## Text block

- 1 Community Bonding Period
- 2 Background Research
- 3 Development Status
- 4 Development Phase
Community Bonding Period
I made two patches for OpenCL (OCL) shot code. One patch refactors the existing SPH (Sphere) shot code, and the another patch implements EHY (Elliptical Hyperboloid) shot code.
|M0.1||fix OCL SPH shot routine compilation errors.||#341||TRUNK|
|M0.2||EHY shot routine in OCL.||#346||TRUNK|
|M1||ELL and ARB8 shot routines in OCL.||#370||TRUNK|
|M2||refactor dispatcher, shoot, optical renderer to process many rays in parallel in C when rendering an image or block.||BRANCH|
|M3||grid spatial partitioning in OCL.||#379||DONE|
|M4||GPU side database storage of OCL implemented primitives SPH. EHY, ELL, ARB8.||#392||IN PROGRESS|
|M5||port compute intensive or critical parts of the dispatcher, boolean evaluation, optical renderer to OCL.||?|
|M6||TOR and TGC shot routines in OCL.||#393||TRUNK|
|M7||BOT shot routine in OCL.||CANCELLED|
The ARB8, EHY, ELL, SPH, TOR, TGC, shot routines are in SVN trunk.

## Data
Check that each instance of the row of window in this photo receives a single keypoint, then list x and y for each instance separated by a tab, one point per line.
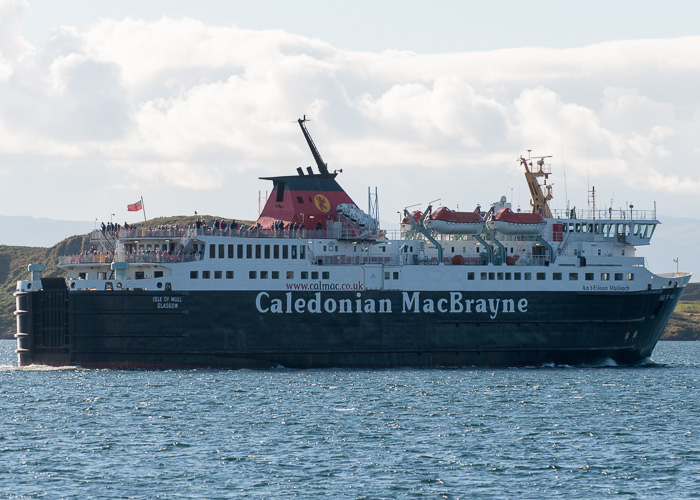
484	276
275	275
257	251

## Requirements
(A) Please answer these from the OpenCL status text:
(i) Which primitive does the second Community Bonding Period patch implement shot code for?
(ii) What status is given for grid spatial partitioning in OCL?
(iii) Which milestone is marked CANCELLED, and what does it cover?
(B) Name every primitive whose shot routine the OpenCL status text says is in SVN trunk.
(C) Carry on the OpenCL status text from its last sentence.

## Answers to the exercises
(A)
(i) EHY (Elliptical Hyperboloid).
(ii) DONE.
(iii) M7, the BOT shot routine in OCL.

(B) ARB8, EHY, ELL, SPH, TOR, TGC

(C)
Week 1 : 25-31 May
- Created some example .g files in mged for the primitives to be implemented this week. The Quick Reference Card proved to be quite useful.
- Do the matrix ops for EHY (Elliptical Hyperboloid) in the OCL side.
- Made patch for ELL (Generalized Ellipsoid) and ARB8 (Arbitrary Polyhedron) OCL shots.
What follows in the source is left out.